### Written problem
Edit the material from the line containing "of brown sandal." down through the line containing "top-left (730, 562), bottom-right (760, 595)" by replacing "brown" with "black". Give back only those lines, with everything else unchanged.

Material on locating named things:
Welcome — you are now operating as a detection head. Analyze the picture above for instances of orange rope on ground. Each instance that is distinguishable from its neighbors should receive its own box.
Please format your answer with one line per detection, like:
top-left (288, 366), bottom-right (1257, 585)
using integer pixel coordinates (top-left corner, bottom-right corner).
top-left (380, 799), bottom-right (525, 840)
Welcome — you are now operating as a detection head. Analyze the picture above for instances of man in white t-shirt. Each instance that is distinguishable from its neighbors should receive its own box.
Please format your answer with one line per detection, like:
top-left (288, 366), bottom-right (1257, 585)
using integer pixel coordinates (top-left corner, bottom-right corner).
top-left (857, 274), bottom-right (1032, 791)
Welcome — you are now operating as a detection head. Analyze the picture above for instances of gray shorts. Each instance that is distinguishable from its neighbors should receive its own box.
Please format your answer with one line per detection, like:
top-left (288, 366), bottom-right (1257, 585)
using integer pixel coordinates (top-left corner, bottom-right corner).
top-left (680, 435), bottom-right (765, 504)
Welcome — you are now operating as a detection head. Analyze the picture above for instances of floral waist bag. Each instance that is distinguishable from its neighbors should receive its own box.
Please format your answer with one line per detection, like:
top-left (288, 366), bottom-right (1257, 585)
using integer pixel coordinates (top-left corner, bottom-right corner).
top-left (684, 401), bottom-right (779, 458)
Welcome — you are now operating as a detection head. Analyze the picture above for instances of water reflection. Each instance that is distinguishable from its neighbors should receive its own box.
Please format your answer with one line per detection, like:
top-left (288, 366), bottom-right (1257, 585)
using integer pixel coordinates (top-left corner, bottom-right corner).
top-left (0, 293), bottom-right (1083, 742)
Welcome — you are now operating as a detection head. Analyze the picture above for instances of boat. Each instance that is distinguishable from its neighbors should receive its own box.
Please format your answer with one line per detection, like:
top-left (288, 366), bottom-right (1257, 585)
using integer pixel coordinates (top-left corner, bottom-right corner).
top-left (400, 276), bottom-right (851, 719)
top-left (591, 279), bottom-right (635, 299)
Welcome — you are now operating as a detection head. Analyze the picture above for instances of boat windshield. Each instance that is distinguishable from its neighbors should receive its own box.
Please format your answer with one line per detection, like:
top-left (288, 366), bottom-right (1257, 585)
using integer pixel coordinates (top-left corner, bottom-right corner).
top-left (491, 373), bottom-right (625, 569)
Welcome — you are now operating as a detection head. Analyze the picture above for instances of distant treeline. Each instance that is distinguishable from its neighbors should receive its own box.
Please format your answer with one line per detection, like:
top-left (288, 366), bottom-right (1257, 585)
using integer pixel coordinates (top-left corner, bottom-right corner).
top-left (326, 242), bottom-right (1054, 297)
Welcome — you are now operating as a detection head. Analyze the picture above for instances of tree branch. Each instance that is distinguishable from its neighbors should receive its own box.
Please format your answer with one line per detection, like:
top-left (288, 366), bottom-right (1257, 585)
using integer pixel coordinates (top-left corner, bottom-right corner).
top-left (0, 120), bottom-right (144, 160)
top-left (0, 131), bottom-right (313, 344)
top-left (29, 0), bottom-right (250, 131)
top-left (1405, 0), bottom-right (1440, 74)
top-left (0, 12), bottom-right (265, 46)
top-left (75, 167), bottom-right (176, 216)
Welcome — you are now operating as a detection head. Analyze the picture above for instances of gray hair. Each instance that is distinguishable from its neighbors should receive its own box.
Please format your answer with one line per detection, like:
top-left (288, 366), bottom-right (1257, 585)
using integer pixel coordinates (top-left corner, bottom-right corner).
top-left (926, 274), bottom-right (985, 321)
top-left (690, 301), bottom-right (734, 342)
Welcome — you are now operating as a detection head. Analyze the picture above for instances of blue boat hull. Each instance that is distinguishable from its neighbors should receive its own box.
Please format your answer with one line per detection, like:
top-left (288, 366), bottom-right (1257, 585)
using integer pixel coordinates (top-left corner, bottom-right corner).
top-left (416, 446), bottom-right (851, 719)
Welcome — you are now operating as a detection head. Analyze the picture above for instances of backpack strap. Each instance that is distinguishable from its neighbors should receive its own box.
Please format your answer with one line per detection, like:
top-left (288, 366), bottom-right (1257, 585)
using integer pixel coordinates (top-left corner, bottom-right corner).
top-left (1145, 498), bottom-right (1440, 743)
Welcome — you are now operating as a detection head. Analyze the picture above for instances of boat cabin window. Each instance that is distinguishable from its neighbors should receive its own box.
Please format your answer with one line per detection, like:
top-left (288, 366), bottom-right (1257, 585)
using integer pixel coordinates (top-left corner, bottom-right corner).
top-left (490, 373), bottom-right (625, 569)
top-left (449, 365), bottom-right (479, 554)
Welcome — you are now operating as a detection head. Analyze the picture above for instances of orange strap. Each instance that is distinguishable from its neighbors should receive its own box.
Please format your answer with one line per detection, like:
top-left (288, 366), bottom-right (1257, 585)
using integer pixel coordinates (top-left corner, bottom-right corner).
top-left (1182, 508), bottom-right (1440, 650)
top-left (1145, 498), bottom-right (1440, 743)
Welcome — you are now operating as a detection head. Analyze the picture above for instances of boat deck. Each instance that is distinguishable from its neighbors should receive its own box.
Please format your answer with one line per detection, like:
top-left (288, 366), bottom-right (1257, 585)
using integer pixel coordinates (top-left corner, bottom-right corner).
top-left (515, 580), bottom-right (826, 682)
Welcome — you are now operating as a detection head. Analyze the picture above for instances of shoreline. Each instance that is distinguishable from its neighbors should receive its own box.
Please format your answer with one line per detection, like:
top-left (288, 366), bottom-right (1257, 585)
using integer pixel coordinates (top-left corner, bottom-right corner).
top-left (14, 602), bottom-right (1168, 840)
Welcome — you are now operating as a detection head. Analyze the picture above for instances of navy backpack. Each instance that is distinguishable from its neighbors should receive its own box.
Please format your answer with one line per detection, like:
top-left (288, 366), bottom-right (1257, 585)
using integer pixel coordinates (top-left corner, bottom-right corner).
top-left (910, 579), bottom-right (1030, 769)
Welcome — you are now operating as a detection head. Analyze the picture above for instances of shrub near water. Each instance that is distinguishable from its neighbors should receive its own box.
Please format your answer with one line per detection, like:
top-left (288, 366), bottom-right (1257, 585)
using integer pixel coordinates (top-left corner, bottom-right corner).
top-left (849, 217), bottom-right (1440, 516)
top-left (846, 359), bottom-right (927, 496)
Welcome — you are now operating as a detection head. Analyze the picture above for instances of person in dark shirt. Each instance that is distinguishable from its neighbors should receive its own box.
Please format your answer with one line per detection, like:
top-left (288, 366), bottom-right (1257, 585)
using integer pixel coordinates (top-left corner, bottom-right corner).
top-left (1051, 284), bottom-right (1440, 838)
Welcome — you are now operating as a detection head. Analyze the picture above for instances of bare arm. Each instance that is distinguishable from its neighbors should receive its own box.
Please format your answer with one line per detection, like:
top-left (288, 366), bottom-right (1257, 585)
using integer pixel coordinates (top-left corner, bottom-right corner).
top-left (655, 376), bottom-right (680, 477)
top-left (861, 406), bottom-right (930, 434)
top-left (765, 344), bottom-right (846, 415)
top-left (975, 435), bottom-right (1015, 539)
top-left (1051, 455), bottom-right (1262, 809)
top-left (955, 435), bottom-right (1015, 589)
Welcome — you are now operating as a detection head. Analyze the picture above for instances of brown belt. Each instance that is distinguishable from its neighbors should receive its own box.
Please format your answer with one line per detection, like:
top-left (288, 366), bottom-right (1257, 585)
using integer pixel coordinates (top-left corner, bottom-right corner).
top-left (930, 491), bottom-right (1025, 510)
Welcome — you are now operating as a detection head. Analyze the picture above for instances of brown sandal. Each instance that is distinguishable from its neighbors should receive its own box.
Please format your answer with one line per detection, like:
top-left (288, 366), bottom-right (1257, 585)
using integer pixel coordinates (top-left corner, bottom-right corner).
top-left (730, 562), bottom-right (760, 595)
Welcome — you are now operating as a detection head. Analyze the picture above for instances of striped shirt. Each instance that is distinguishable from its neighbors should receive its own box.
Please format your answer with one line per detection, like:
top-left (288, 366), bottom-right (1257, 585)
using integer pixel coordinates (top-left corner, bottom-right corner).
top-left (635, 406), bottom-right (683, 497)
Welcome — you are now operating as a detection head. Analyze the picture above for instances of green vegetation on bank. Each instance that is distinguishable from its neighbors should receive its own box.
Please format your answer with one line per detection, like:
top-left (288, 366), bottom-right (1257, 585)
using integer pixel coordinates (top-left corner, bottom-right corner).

### Task answer
Welcome — you are now operating as a detection head. Analyze the picture above for instances of black sandal. Each instance that is distinguishable from its neighbors should receive its own box.
Please format your answer with one line per detection, like:
top-left (288, 366), bottom-right (1257, 585)
using integer pixel coordinates (top-left corner, bottom-right corner).
top-left (730, 562), bottom-right (760, 595)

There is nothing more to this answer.